_ACTIVITY A_. According to the passage on the portraits of Banfi Hunyades, who discovered the fifth portrait, and in what year?
_ACTIVITY B_. List every specific year that the passage on the portraits of Banfi Hunyades mentions.

Top of READING PASSAGE

Johannes Banfi Hunyades never published anything during his lifetime, and his entire Nachlass consists of only a few inscriptions, letters and experimental notes surviving from his lifetime. The fact that, through the 20th-century, Anglophone and Hungarian scholars have been able to piece together the life of a relatively obscure Hungarian alchemist from contemporary comments, manuscript notes and municipal records has been described by Martyn Rady as "a comment on the extent of the archival and literary sources which survive [...] after almost three and a half centuries".

There are five extant contemporary portraits of Banfi Hunyades. Four of these portraits are contemporary engravings based on a lost painting of Jacob Peter Gowy, three by Wenceslaus Hollar, all dated to 1644, and one by William Marshall, dated 1646. The engraved portraits show Banfi Hunyades bearded and elderly, holding the glass vessel which he utilized in his mercurial experiments. The engraved portraits are all enclosed within a frame of alchemical quotations and biographical inscriptions on Banfi Hunyades, revealing his preoccupation with alchemy, mathematics and mercury as well as his birthplace of Nagybánya. Beneath the frame of the engravings is the monas sign, as described by John Dee in his Monas Hieroglyphica and each engraving is flanked by scientific instruments and alchemical symbols. The Hollar engravings with compass and protractor on the left and retort, alembic and curcubit on the right; the Marshall engraving supported by figures of Sol, Luna and Mercury. These engravings were the first evidence used by Josten and Taylor in their original biographical investigation into Banfi Hunyades.

The fifth extant portrait of Banfi Hunyades was discovered by Hungarian medical historian, Julius von Magyary-Kossa, in 1929 during research for his historical work, Ungarische Medizinische Erinnerungen. The portrait, in the collection of Dr Geza Faludy as of 1929, is a small silver medallion struck in 1645. The portrait has similarities to the engraved portraits in its borders, populated with alchemical imagery, but on the whole the medallion is very different. The medallion shows Hunyades in profile with a full head of hair, beard and small medallion. He is crowned with Latin text giving his name and birthplace, alongside his age of 69 at the foot.

Bottom of READING PASSAGE
Top of RECORDS SUPPLIED

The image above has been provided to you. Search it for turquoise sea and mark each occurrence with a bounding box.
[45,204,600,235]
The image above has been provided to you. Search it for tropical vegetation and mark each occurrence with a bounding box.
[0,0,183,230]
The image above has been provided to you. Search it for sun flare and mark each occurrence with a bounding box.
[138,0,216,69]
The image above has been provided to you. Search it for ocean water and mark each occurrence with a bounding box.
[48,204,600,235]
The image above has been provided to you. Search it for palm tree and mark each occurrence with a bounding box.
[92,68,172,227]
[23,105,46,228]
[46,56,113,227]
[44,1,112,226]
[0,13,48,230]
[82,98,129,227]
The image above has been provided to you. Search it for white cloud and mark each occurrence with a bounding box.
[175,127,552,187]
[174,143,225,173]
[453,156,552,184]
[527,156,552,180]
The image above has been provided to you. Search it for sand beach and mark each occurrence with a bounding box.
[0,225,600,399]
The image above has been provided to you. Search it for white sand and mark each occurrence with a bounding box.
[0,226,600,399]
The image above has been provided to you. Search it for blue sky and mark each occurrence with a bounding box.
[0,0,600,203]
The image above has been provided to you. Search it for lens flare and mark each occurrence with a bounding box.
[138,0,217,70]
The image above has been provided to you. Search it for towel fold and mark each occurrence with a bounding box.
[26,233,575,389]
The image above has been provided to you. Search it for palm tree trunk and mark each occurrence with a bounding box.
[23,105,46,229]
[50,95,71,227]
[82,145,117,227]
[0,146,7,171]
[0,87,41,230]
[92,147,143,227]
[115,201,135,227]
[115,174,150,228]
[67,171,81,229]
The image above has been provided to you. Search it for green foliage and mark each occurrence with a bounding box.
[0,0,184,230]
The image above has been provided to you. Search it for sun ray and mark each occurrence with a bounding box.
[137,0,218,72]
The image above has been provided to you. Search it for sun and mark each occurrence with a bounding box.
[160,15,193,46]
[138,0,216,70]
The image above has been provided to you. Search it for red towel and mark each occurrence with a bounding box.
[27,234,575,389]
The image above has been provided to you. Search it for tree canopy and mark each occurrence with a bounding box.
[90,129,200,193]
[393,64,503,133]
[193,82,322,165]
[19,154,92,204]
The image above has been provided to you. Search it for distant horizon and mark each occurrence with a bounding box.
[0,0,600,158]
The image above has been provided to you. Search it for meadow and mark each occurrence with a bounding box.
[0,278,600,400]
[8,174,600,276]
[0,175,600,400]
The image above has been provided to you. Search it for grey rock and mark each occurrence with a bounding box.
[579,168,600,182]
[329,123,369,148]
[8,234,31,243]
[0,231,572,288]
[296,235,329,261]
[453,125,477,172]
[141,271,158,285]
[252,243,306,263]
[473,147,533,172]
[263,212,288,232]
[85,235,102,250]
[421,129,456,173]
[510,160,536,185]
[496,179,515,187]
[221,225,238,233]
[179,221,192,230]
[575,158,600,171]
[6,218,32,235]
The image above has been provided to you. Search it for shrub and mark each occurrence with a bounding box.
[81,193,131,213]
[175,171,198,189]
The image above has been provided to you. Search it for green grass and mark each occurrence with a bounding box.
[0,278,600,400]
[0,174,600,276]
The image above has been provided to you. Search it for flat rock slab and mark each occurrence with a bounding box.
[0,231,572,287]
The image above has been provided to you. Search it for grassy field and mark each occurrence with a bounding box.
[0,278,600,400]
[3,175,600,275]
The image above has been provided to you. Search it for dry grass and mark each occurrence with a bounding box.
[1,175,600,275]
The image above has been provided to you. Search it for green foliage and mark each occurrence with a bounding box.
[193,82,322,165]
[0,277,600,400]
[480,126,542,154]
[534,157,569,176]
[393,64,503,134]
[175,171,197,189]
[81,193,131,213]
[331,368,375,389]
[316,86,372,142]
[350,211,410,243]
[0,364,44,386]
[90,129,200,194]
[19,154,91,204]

Bottom of RECORDS SUPPLIED

_TASK OUTPUT A_. Julius von Magyary-Kossa, a Hungarian medical historian, discovered it in 1929.

_TASK OUTPUT B_. 1644, 1646, 1929, 1645